• INPUT DATA
<<<<

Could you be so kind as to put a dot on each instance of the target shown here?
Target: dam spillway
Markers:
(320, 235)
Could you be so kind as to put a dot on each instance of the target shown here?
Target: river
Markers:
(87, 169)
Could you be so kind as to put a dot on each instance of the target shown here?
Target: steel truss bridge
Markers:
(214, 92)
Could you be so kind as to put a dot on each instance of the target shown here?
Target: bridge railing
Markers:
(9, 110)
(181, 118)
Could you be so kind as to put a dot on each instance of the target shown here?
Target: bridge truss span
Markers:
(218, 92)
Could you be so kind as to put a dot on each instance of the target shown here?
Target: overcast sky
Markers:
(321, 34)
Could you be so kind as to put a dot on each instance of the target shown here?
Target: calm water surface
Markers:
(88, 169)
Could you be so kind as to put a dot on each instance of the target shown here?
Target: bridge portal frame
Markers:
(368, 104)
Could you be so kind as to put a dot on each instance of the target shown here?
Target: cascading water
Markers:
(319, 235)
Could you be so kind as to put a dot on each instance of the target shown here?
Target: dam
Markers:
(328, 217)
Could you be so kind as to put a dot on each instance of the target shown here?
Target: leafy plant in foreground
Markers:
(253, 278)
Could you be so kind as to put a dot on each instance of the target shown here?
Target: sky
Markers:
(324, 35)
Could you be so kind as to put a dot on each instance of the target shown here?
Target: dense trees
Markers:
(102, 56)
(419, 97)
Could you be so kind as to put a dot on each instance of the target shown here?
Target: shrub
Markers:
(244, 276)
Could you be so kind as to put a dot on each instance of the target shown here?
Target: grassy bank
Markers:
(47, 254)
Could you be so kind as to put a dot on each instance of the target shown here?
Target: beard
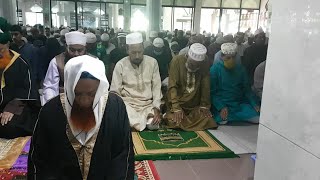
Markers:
(82, 118)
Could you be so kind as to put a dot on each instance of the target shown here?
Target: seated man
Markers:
(84, 133)
(53, 82)
(231, 94)
(137, 80)
(18, 91)
(189, 91)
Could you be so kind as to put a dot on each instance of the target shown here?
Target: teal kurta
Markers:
(230, 88)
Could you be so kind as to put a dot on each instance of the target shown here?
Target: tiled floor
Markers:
(240, 138)
(212, 169)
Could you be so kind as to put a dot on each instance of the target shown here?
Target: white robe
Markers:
(139, 87)
(51, 82)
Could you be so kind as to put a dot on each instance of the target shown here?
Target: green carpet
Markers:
(175, 145)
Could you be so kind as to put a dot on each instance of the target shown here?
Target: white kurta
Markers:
(51, 82)
(139, 87)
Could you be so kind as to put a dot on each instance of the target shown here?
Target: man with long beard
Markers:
(17, 90)
(83, 133)
(53, 82)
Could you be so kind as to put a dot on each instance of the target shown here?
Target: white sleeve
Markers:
(116, 84)
(51, 82)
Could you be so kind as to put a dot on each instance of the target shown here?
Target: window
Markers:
(63, 13)
(249, 19)
(231, 3)
(253, 4)
(139, 20)
(210, 20)
(230, 21)
(211, 3)
(182, 18)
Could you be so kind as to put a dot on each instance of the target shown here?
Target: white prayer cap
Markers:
(63, 32)
(105, 37)
(220, 40)
(197, 52)
(258, 31)
(229, 48)
(158, 42)
(153, 34)
(91, 38)
(76, 37)
(134, 38)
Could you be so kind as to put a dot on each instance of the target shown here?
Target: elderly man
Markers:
(255, 54)
(192, 40)
(161, 54)
(18, 105)
(231, 94)
(137, 80)
(83, 133)
(53, 82)
(189, 91)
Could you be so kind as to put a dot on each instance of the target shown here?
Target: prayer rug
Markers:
(175, 145)
(146, 170)
(10, 149)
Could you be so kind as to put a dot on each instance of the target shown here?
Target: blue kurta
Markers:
(230, 88)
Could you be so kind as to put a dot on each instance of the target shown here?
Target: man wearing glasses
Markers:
(53, 82)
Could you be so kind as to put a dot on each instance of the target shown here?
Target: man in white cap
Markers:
(152, 36)
(231, 95)
(137, 80)
(92, 44)
(255, 54)
(53, 82)
(189, 91)
(161, 54)
(62, 39)
(169, 37)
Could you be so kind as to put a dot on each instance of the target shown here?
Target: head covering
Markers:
(258, 31)
(197, 52)
(105, 37)
(228, 39)
(134, 38)
(229, 48)
(153, 34)
(72, 72)
(174, 46)
(5, 35)
(122, 35)
(158, 42)
(63, 32)
(91, 38)
(219, 40)
(76, 37)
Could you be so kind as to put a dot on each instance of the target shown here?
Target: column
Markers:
(154, 14)
(127, 15)
(197, 16)
(288, 141)
(8, 10)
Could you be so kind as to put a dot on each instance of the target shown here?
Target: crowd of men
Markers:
(174, 79)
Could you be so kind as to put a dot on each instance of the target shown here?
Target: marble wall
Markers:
(289, 134)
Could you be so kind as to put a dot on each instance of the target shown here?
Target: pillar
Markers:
(8, 10)
(288, 140)
(197, 16)
(127, 15)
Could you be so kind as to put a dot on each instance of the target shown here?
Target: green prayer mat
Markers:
(178, 145)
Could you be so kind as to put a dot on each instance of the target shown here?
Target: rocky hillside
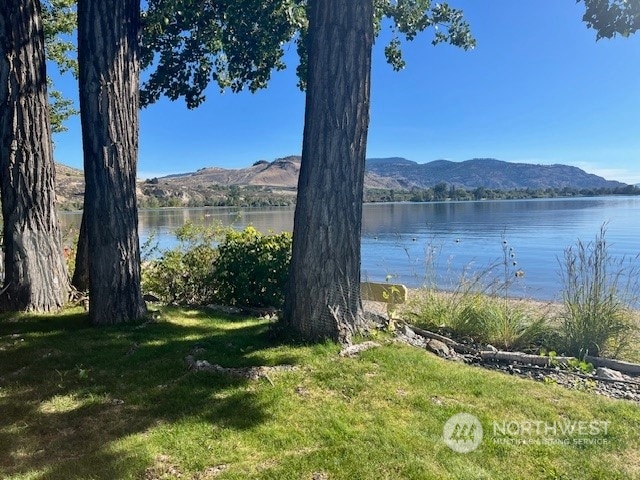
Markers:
(266, 182)
(486, 172)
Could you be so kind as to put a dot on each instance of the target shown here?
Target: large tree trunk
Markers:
(35, 273)
(323, 298)
(109, 77)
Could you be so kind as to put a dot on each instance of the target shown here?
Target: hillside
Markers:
(487, 173)
(275, 182)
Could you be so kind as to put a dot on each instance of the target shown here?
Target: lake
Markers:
(418, 243)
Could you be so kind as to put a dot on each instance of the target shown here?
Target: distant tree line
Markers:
(443, 191)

>>>>

Please return the lines above that run from the line containing "Target: white sleeve" to the line containing "Target: elderly man", inclusive, exactly and with no other lines.

Target: white sleeve
Markers:
(116, 84)
(51, 82)
Could you be so kind as to put a dot on each instance of the target shown here?
Target: window
Markers:
(63, 13)
(249, 19)
(231, 3)
(253, 4)
(139, 20)
(210, 20)
(230, 21)
(211, 3)
(182, 18)
Could you be so kind as to put a dot on each instance of the target shown here?
Target: white prayer cap
Markers:
(63, 32)
(105, 37)
(220, 40)
(197, 52)
(258, 31)
(229, 48)
(158, 42)
(153, 34)
(91, 38)
(76, 37)
(134, 38)
Could you be so kind as to put a dot on each instance of the target shown here?
Target: elderly man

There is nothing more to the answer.